● **Provided passage**
........

A success outcome means the model produced a final non-tool response. An exhausted outcome means the run reached max_turns before completing. An error outcome means runtime setup or execution failed.

`stats`

turns is the highest completed turn number for the run. llm_calls is total model API calls, including retries after compaction. total_llm_time_s and total_tool_time_s are wall-clock totals in seconds.

tool_calls_total, tool_calls_succeeded, and tool_calls_failed are aggregate tool counters. tool_calls_by_name is a per-tool breakdown using {succeeded, failed} counts.

compactions counts compact_messages events and turn_drops counts drop_middle_turns events. guardrail_interventions counts injected correction prompts for repeated tool failures. truncated_responses counts model outputs that hit output-token limits.

skills_used records skill names successfully activated through use_skill. review_rounds records how many reviewer passes occurred when --reviewer is active. todo appears only when the todo tool was used and includes added, completed, and remaining counts.

`timeline`

timeline is an ordered array of event objects. Each event includes turn and type, with type-specific fields.

For llm_call, fields include duration_s, prompt_tokens_est, finish_reason, and is_retry. Retry calls include retry_reason, which is either compact_messages or drop_middle_turns.

For tool_call, fields include name, arguments, succeeded, duration_s, and result_length. If arguments were invalid JSON, arguments is null. Failed tool calls include error.

For compaction, fields include strategy, tokens_before, and tokens_after.

For guardrail, fields include tool and level, where level is nudge for repeated failures and stop for stronger intervention.

For truncated_response, the event marks that an LLM response ended because of output token limits.

Benchmarking Workflow

A standard pattern is to run the same task set against multiple models or settings and then compare their report files. Passing --seed can reduce run-to-run variance for providers that support seeded sampling.

swival "task" --seed 42 --report run1.json

You can compare model variants like this:

for model in qwen3-coder-next deepseek-coder-v2; do
    swival "Fix the failing tests in tests/" \
        --model "$model" \
        --report "results/${model}.json"

........

● **Exercise requirements**
a) List every event type that the report documentation describes for the timeline array.
b) Resume the report documentation from the point where the model-comparison loop stops.

Recorded data
........

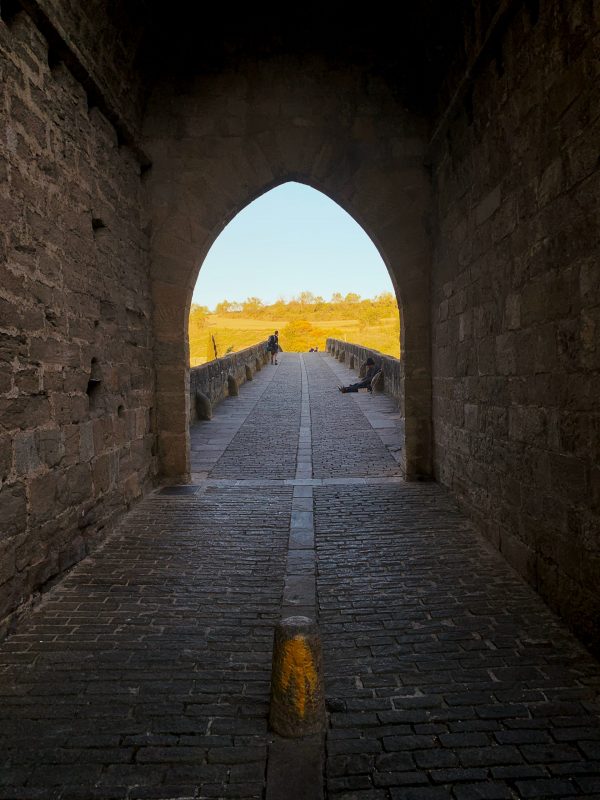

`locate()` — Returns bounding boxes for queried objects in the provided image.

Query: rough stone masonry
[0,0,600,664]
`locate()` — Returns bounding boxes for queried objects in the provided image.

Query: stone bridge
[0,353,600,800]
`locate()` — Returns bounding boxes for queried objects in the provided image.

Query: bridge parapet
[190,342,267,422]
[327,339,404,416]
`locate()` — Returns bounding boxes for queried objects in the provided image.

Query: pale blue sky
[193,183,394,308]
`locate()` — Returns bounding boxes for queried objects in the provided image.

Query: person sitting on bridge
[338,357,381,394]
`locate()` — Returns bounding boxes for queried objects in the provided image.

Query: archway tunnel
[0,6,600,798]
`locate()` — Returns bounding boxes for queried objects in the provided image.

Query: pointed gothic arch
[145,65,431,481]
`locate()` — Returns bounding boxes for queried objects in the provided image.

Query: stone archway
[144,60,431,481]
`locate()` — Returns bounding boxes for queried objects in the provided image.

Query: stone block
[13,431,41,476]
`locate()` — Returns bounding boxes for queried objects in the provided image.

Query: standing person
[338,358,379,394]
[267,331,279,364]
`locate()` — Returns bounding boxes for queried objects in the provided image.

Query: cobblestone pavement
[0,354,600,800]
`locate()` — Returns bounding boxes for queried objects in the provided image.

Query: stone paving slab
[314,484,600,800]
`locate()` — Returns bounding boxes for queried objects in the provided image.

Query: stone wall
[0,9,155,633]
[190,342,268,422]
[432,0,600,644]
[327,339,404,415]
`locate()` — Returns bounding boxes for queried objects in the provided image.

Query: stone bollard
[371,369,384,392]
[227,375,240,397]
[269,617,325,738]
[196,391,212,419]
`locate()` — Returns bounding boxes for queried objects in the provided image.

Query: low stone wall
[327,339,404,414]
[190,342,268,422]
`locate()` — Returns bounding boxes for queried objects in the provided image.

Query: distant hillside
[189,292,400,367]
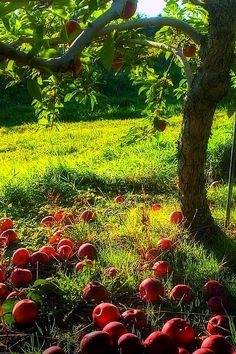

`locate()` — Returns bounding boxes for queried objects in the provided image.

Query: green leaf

........

● **Results of the tasks**
a) llm_call, tool_call, compaction, guardrail, truncated_response

b)
done

You can compare sampling settings like this:

for temp in 0.2 0.55 0.8; do
    swival "Refactor src/api.py" \
        --temperature "$temp" \
        --report "results/temp-${temp}.json"
done

You can evaluate instruction variants like this:

for variant in minimal detailed strict; do
    cp "agent-variants/${variant}.md" project/AGENT.md
    swival "Add input validation to the CLI" \
        --base-dir project \
        --report "results/agent-${variant}.json"
done

Reading Reports With `jq`

Reports are plain JSON files, so jq works well for ad hoc analysis.

jq '{outcome: .result.outcome, turns: .stats.turns}' run1.json
jq '{llm: .stats.total_llm_time_s, tools: .stats.total_tool_time_s}' run1.json
jq '.stats.tool_calls_by_name' run1.json
jq '[.timeline[] | select(.type == "tool_call" and .succeeded == false)]' run1.json
jq '.stats.skills_used' run1.json
jq '{compactions: .stats.compactions, turn_drops: .stats.turn_drops}' run1.json

Comparing Two Runs

You can produce quick side-by-side checks with shell tools.

paste <(jq -r '.result.outcome' a.json) <(jq -r '.result.outcome' b.json)

diff <(jq '{turns: .stats.turns, tools: .stats.tool_calls_total}' a.json) \
     <(jq '{turns: .stats.turns, tools: .stats.tool_calls_total}' b.json)

What Reports Do Not Prove

The report captures behavior, not semantic correctness. It tells you whether the run completed cleanly, how the model spent time, which tools it used, and how context recovery behaved. It does not prove that generated code compiles, passes tests, or satisfies business requirements. Those checks still belong in your evaluator, CI pipeline, or reviewer script.